WHAT YOU SHOULD DO: Copy every item below word for word, keeping each line in its original order.

PROVIDED DATA:
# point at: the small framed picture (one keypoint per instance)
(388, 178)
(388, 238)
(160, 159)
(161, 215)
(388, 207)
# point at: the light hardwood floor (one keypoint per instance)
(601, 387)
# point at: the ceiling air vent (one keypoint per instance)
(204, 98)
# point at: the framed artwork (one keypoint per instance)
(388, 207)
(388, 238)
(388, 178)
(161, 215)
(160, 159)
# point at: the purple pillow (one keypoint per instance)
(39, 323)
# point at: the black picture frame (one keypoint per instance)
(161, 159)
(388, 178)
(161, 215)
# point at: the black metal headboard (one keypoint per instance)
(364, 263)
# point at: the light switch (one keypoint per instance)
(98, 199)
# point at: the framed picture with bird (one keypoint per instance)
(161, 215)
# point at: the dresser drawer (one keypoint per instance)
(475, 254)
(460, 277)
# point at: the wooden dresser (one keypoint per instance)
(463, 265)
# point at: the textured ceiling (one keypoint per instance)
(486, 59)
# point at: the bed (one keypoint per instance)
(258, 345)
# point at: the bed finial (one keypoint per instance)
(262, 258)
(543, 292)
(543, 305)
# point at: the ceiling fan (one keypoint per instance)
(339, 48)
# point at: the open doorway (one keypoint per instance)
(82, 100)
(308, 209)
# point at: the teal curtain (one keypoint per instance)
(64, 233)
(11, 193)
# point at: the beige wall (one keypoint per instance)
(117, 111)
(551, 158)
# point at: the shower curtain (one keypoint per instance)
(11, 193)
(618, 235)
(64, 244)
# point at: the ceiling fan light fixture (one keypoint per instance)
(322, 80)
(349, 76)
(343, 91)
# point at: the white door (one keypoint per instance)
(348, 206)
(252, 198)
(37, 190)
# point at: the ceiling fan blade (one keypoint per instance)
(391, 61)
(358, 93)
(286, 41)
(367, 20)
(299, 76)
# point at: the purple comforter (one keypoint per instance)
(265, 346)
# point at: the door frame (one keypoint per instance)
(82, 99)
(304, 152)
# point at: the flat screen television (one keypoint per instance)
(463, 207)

FINAL RESULT:
# point at: the small framed picture (one keypoint per instance)
(388, 178)
(388, 238)
(160, 159)
(161, 215)
(388, 207)
# point at: the light hardwood floor (one keypoint per instance)
(601, 387)
# point at: the ceiling air vent (one keypoint per instance)
(204, 98)
# point at: the framed artwork (one keypoint per instance)
(388, 207)
(388, 238)
(388, 178)
(161, 215)
(160, 159)
# point at: the purple pillow (one keypoint per instance)
(39, 323)
# point at: the black picture frame (one keypoint per instance)
(161, 159)
(388, 178)
(161, 215)
# point at: the black metal headboard (one keypoint per instance)
(364, 263)
# point at: the light switch (one keypoint per instance)
(98, 199)
# point at: the framed picture with bird (one keypoint per instance)
(161, 215)
# point at: the dresser drawer (one keypoint per instance)
(475, 254)
(460, 277)
# point at: the wooden dresser (one keypoint per instance)
(463, 265)
# point at: the textured ceiling (one keypoint per instance)
(486, 59)
# point at: the bed (one keypoint per instance)
(258, 345)
# point at: the bed finial (one keypoint per instance)
(262, 258)
(543, 292)
(543, 305)
# point at: the ceiling fan (one keypoint per instance)
(339, 48)
# point at: the open doorway (one keypoint per instance)
(82, 100)
(308, 209)
# point at: the teal curtain (one keypoint per instance)
(64, 233)
(11, 193)
# point at: the beige wall (one keypoint per instance)
(117, 111)
(551, 158)
# point at: the shower curtain (one keypoint per instance)
(11, 193)
(618, 235)
(64, 244)
# point at: the ceiling fan light fixture (one keypoint per instance)
(322, 80)
(349, 76)
(343, 91)
# point at: the white door (one keypoint per instance)
(348, 206)
(252, 198)
(37, 190)
# point at: the ceiling fan blade (one keypoint per instance)
(391, 61)
(358, 93)
(286, 41)
(367, 20)
(299, 76)
# point at: the purple comforter (one keypoint per instance)
(265, 346)
# point at: the door frame (one keypoint per instance)
(82, 99)
(304, 152)
# point at: the flat screen television (one keypoint per instance)
(463, 207)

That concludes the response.